METAFISICA LIBRO B, PRESENTAZIONE DELLA SESTA APORIA
METAFISICA LIBRO B, PRESENTAZIONE DELLA SESTA APORIA
Giu 07La sesta e la settima aporia del libro B approfondiscono ulteriormente un tema cardine della dottrina Aristotelica. La sesta aporia espone un dilemma, o meglio una tesi di contro ad una antitesi. Il problema è se si debbano considerare come principi i “generi” o piuttosto i “componenti primi immanenti” di cui consta la cosa, questi componenti primi sia in senso prettamente materiale ma anche in senso di determinazioni formali semplici.
Ad un filosofo un po’ smaliziato, come sarete certo voi lettori, apparirà subito evidente che Aristotele propone il secondo corno del dilemma quasi palesemente come uno specchietto per le allodole, benché possa essere apparentemente ben abbinato col pragmatismo dello stagirita. Ma non può bellamente ignorare l’antitesi solo per manifesta antipatia, piuttosto l’antitesi è qui per essere argomentativamente distrutta e di contro fondare la tesi. Gli sforzi riduzionisti dei naturalisti criticati da Aristotele (coloro che mettono come principio una o più cause meramente materiali, criticati nel primo libro A della Metafisica) mostrano quanto sia difficile un approccio scientifico basato solamente su una nozione di materia. Precedentemente Aristotele aveva infatti affermato l’impossibilità di considerare un solo tipo di causalità ignorando completamente gli altri tre (ricordo le quattro cause individuate da Aristotele: formale, materiale, motrice, finale).

COMPITO A:
Per ciascuna affermazione dì se è in accordo con l'estratto sulla sesta aporia, rispondendo sì o no e citando alla lettera le parole che lo decidono: (i) la sesta aporia espone un dilemma; (ii) le quattro cause sono formale, materiale, motrice e finale; (iii) i naturalisti vengono criticati nel secondo libro della Metafisica.

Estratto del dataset

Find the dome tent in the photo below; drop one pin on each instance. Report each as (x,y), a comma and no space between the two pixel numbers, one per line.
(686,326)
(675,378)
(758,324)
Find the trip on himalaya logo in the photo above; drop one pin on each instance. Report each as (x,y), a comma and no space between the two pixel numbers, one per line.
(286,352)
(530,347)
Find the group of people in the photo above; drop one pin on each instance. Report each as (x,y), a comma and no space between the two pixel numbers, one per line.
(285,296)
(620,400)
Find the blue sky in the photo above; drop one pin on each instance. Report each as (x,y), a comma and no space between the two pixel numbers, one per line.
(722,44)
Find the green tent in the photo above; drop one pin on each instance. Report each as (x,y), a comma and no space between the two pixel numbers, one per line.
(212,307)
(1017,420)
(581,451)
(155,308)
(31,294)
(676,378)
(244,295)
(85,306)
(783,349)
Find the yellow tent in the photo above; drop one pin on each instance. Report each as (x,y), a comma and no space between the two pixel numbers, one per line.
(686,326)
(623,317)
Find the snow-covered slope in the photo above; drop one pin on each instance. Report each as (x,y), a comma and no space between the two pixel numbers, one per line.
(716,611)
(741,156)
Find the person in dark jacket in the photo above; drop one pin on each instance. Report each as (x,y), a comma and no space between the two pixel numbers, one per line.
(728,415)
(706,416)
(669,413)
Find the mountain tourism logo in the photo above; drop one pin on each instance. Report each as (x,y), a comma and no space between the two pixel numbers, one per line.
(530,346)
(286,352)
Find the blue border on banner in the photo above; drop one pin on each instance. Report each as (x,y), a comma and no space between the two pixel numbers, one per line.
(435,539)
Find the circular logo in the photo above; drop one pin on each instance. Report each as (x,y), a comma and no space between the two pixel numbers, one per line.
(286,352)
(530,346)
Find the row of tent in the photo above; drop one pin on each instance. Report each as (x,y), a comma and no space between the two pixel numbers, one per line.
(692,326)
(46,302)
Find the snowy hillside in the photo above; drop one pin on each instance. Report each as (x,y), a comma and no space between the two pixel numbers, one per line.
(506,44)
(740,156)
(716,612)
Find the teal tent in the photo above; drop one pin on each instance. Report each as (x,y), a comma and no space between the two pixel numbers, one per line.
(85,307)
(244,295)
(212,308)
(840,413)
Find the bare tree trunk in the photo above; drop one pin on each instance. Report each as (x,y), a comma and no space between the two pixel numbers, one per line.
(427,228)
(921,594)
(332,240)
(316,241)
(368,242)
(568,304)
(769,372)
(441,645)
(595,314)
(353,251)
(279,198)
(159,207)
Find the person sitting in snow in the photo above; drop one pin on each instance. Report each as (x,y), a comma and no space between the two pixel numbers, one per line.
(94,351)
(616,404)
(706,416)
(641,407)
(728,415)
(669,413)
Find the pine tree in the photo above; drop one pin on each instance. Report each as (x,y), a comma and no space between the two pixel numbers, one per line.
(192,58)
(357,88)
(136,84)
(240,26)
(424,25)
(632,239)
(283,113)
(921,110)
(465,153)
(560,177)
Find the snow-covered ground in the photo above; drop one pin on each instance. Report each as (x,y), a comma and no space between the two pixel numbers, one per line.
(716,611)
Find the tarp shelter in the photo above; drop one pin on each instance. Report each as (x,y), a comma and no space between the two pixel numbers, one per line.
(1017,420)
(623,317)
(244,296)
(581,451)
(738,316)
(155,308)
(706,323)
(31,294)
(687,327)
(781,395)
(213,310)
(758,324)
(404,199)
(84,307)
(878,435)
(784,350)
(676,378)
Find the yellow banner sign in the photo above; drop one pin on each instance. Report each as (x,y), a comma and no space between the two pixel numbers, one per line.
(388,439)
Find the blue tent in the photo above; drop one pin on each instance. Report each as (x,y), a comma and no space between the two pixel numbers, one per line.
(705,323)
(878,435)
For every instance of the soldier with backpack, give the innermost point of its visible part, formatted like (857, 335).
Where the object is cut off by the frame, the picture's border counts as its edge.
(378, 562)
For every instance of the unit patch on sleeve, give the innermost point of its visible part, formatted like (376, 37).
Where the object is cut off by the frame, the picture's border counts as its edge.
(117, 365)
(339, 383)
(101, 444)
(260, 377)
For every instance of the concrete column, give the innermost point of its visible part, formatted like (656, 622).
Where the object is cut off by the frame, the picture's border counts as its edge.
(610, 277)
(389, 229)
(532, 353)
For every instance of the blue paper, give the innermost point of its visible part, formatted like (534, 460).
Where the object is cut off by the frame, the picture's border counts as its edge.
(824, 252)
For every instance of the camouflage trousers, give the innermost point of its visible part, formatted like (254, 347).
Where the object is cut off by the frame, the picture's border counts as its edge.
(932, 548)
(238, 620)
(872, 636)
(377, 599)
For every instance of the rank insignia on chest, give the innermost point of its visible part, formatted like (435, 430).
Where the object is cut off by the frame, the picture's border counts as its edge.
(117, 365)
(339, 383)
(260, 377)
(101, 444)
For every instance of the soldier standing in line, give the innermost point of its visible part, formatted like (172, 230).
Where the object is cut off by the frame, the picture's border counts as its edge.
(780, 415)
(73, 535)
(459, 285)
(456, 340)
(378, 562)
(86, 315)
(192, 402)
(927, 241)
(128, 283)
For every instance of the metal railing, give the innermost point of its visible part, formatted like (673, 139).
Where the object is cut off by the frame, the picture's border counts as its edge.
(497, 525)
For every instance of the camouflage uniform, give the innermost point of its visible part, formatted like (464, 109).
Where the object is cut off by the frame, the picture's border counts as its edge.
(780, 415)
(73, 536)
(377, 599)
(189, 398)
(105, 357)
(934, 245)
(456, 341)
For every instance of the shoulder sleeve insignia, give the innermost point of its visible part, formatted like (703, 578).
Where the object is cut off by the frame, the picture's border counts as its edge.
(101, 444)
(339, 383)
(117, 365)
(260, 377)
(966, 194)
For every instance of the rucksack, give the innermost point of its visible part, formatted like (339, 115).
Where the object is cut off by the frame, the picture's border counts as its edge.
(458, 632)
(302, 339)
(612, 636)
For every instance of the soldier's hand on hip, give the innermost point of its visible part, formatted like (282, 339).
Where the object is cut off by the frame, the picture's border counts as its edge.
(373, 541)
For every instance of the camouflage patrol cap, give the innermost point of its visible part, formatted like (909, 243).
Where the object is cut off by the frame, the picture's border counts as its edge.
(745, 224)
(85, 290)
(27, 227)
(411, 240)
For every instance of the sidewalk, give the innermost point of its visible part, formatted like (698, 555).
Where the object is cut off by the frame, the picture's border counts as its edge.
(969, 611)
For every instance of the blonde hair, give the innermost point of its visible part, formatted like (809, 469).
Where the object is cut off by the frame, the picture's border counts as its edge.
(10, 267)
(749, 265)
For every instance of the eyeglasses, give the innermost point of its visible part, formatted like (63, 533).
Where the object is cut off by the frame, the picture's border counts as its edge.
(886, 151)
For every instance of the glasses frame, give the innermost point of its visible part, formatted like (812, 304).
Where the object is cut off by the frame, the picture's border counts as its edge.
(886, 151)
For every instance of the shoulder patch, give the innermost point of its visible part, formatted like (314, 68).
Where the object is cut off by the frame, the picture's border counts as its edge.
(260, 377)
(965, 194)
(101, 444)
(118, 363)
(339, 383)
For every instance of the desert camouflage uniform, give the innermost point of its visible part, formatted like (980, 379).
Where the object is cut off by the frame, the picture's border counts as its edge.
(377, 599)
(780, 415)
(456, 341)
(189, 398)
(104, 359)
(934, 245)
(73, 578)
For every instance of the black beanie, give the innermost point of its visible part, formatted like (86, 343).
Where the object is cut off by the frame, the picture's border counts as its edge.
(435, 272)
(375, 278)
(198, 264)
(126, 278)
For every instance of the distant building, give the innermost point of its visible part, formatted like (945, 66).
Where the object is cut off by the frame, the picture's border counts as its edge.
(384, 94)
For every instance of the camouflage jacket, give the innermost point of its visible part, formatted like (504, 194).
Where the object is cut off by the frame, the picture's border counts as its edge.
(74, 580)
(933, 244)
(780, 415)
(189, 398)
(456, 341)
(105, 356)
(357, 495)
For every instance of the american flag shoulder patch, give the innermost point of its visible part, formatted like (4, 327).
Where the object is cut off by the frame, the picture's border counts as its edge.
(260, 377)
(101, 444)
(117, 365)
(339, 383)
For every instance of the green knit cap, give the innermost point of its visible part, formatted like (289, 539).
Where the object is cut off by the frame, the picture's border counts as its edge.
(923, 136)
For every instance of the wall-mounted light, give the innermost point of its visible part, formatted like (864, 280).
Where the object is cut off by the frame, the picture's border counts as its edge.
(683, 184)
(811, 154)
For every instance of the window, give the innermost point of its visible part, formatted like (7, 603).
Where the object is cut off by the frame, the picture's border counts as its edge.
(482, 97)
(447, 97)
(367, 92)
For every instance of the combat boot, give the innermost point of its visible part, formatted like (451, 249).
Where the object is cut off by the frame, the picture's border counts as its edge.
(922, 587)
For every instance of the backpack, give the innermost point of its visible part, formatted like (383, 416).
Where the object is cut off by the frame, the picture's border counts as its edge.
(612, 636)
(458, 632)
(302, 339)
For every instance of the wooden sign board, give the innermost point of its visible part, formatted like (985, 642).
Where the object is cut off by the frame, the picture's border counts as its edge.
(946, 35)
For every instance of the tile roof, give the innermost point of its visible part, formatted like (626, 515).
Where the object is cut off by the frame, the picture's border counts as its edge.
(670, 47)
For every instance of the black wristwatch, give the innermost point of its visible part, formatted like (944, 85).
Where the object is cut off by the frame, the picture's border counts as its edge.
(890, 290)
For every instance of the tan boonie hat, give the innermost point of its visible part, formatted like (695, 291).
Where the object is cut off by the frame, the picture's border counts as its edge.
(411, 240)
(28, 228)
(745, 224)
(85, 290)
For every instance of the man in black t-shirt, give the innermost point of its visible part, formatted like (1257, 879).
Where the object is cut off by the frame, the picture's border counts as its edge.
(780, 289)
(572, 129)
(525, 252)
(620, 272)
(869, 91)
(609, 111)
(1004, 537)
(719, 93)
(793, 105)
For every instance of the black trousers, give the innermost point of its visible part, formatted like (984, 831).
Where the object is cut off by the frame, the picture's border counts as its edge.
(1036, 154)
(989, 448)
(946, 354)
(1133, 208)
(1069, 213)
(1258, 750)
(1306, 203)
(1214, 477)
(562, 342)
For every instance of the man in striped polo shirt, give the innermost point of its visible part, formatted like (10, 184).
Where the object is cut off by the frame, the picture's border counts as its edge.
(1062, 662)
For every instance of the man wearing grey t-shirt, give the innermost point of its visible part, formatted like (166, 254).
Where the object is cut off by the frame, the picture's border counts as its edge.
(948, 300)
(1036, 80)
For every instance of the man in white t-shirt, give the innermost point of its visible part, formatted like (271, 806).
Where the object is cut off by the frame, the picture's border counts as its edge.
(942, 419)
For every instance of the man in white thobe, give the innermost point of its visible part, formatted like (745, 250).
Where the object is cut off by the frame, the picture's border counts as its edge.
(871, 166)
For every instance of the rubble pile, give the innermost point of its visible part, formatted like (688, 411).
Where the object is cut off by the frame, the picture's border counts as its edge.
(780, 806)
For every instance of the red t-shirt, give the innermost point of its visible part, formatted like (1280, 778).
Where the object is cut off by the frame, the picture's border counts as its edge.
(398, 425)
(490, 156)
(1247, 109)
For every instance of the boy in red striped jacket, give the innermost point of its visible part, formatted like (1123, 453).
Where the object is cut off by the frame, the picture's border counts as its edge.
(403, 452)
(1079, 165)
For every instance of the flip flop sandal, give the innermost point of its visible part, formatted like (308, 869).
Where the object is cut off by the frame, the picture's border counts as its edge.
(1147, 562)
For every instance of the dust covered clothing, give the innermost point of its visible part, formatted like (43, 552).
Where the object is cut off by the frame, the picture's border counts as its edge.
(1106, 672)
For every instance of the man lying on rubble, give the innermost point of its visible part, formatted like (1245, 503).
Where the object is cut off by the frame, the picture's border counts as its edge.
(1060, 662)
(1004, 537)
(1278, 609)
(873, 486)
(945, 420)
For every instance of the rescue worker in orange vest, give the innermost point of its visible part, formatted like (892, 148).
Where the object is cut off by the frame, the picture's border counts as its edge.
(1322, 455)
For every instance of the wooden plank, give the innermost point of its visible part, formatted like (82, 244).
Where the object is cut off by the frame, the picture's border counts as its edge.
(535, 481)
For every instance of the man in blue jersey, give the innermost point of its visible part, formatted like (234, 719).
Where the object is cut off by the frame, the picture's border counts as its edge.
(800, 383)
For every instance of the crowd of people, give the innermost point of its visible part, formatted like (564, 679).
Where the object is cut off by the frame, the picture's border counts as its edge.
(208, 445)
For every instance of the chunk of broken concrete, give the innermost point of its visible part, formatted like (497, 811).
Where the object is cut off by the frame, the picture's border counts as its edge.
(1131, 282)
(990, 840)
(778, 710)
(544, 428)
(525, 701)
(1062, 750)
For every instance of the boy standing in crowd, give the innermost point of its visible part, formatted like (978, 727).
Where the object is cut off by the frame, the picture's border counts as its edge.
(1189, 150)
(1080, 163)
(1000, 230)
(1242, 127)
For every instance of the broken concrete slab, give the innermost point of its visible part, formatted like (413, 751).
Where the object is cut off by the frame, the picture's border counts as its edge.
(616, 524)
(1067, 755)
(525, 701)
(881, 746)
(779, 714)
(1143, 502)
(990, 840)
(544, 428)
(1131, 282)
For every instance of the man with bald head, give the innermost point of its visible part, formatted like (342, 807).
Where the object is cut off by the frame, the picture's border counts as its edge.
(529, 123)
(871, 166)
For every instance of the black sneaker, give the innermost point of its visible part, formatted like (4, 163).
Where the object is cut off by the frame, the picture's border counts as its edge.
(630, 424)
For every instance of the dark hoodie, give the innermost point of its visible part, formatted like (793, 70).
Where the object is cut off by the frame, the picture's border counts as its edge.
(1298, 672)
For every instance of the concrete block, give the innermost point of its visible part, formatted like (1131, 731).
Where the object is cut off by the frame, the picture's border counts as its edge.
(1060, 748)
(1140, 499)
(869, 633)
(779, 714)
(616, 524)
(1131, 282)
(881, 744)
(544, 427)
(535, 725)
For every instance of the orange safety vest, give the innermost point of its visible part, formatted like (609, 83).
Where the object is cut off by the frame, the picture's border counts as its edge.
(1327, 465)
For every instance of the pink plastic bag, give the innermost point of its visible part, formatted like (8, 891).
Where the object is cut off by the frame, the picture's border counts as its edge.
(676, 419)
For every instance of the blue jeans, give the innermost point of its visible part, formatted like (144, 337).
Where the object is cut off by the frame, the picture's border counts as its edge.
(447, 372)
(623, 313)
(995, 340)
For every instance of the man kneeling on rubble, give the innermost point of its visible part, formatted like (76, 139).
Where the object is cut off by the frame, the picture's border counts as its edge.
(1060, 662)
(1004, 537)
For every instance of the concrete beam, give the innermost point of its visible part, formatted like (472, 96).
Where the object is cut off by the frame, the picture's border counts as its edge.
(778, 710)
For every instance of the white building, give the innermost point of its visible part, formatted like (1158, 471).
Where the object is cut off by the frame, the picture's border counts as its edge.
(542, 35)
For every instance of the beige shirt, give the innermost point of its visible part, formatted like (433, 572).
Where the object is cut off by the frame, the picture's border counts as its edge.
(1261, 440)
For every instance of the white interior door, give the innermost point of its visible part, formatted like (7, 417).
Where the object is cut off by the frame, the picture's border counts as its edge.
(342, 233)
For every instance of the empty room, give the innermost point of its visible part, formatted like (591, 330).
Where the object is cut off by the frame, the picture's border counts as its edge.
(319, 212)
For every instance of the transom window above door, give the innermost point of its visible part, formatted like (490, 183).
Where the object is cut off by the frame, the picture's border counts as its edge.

COMPITO B:
Conta le righe dei dati che contengono la parola "with" e scrivi soltanto il numero. Maiuscole e minuscole vanno considerate diverse.

RISPOSTA A:
(i) Sì: "La sesta aporia espone un dilemma".
(ii) Sì: "formale, materiale, motrice, finale".
(iii) No: "criticati nel primo libro A della Metafisica".

RISPOSTA B:
2